:: 課題 ::
以下のエントリから、「floor」という語を含む行をすべて抜き出してください。大文字と小文字は区別します。

:: 提示データ ::
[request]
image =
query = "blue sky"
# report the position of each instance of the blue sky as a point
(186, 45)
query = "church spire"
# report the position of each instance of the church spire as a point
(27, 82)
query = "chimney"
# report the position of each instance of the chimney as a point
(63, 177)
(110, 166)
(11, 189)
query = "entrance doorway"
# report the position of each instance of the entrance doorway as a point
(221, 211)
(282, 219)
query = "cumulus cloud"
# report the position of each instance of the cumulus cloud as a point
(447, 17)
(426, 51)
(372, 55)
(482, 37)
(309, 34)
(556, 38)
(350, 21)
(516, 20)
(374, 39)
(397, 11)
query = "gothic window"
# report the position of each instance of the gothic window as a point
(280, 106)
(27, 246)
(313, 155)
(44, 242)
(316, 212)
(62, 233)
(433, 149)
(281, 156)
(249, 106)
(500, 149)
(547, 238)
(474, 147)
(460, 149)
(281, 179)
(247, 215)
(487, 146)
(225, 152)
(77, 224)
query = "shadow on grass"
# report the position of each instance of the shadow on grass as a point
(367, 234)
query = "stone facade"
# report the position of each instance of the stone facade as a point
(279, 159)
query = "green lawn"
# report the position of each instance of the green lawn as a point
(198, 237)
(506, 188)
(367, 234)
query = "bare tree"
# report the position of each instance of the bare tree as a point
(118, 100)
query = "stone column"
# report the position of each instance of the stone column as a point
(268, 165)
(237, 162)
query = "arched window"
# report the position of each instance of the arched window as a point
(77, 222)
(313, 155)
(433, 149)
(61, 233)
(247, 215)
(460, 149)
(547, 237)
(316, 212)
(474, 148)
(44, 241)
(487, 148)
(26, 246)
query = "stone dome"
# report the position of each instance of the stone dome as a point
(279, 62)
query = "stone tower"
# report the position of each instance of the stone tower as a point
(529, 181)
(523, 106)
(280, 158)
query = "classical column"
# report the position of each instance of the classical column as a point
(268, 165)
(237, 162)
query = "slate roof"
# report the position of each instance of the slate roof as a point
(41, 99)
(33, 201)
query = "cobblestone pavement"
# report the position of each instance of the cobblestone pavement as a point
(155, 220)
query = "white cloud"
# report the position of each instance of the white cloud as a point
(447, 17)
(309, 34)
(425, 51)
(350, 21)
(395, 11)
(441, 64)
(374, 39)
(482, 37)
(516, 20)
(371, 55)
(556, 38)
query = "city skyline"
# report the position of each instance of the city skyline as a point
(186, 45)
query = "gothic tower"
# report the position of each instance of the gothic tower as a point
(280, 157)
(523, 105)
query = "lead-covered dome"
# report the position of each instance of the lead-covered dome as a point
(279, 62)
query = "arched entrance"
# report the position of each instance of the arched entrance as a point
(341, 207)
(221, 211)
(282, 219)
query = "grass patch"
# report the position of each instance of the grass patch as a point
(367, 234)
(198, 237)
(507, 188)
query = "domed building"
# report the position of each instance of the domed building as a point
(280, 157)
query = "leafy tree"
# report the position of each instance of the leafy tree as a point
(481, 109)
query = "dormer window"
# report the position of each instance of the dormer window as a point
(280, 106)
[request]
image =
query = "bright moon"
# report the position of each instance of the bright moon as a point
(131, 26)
* * *
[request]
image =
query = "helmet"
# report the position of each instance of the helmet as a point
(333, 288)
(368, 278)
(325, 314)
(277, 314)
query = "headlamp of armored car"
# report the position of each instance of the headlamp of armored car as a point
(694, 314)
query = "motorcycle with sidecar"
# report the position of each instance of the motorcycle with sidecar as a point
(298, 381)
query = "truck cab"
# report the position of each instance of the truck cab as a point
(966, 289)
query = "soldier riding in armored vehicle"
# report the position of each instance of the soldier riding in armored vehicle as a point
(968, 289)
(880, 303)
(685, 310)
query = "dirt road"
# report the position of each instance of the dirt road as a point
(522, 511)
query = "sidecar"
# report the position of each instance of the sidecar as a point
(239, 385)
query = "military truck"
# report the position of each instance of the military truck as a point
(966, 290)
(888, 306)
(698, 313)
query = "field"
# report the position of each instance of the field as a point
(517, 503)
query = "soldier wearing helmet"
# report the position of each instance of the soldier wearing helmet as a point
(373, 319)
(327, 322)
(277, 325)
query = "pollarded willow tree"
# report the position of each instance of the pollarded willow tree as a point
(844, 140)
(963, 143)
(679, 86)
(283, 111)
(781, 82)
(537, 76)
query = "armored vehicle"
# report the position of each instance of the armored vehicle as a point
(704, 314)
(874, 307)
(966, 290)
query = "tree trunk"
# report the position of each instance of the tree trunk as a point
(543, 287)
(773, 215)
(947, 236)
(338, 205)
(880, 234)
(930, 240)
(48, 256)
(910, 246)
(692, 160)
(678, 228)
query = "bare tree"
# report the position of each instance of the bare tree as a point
==
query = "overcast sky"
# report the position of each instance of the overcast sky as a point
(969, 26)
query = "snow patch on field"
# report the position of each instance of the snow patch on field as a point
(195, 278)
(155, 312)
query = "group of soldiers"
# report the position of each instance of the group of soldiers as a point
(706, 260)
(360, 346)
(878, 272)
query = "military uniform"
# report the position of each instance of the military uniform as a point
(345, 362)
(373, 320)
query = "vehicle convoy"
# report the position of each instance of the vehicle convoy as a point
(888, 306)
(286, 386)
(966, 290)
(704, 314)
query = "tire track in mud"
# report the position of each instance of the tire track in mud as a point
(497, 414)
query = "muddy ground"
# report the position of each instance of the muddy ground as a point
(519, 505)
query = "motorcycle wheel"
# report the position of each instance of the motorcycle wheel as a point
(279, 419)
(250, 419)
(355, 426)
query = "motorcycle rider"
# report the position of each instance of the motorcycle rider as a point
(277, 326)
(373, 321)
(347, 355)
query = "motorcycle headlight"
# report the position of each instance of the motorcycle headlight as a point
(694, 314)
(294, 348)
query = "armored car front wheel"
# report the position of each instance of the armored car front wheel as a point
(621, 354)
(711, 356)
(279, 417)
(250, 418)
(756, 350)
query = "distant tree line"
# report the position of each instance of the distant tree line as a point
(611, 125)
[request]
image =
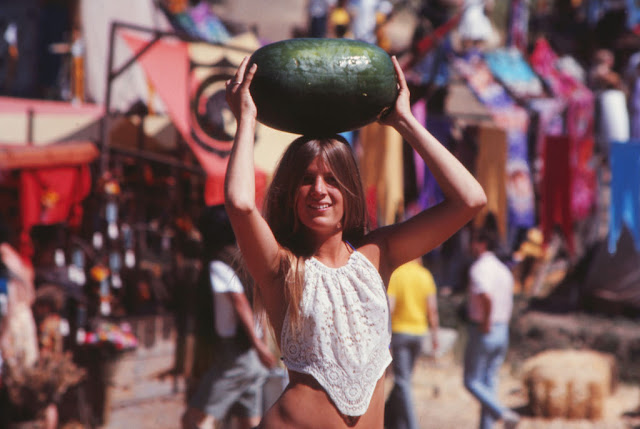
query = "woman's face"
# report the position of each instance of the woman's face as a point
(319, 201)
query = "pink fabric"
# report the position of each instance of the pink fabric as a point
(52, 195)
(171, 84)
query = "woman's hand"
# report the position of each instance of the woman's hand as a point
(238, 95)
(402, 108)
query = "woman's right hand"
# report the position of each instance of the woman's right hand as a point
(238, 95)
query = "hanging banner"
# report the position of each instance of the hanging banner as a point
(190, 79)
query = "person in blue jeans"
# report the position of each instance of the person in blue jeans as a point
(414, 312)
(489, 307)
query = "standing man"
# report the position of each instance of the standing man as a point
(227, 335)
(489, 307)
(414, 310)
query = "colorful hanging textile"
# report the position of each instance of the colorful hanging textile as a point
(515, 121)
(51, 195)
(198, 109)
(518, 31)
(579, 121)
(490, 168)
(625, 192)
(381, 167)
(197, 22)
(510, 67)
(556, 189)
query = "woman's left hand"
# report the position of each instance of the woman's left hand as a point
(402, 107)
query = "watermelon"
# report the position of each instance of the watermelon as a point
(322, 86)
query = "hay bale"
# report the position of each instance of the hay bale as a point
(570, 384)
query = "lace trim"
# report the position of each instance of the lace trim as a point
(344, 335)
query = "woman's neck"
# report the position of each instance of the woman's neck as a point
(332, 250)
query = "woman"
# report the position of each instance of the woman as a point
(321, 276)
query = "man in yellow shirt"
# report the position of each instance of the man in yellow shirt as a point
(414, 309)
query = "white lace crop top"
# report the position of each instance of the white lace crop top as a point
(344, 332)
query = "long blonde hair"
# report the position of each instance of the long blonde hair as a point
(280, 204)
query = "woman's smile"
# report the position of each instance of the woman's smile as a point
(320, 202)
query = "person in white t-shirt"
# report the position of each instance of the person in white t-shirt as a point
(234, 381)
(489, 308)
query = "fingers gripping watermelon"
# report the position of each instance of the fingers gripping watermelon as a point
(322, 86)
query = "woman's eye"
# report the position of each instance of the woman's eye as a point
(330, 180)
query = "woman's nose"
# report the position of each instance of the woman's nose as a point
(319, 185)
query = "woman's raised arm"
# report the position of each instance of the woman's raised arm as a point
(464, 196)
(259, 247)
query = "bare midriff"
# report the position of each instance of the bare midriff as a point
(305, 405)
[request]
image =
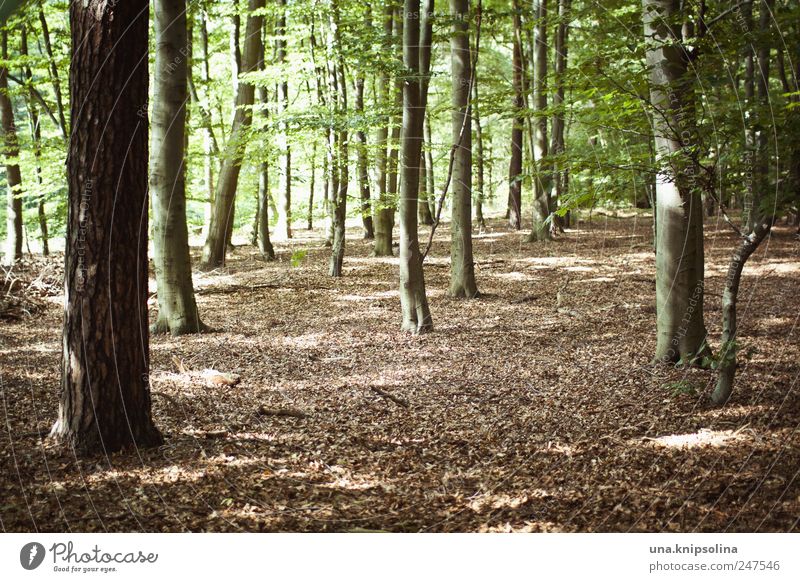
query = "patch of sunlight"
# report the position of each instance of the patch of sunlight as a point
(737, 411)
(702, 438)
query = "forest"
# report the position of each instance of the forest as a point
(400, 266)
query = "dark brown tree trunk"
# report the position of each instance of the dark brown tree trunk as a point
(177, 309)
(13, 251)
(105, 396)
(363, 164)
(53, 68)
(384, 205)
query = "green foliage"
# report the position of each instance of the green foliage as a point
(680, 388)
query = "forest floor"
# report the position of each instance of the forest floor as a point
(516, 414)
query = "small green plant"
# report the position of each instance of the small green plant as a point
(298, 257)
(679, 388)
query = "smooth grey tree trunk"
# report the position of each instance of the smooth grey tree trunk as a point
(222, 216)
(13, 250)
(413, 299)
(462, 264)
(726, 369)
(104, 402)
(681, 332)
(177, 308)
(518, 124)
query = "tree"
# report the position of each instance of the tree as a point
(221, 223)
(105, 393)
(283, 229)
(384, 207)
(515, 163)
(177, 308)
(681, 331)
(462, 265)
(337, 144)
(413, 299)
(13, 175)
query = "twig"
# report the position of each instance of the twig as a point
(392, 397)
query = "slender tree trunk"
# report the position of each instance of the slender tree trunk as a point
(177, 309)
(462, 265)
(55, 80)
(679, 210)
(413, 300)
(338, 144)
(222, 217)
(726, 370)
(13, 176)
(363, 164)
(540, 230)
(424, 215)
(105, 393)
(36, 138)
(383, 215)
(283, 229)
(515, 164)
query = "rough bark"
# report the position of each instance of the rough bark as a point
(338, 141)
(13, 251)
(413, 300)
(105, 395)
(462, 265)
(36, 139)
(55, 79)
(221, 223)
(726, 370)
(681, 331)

:: 解答 ::
query = "forest floor"
# report the position of each instance of the forest floor as a point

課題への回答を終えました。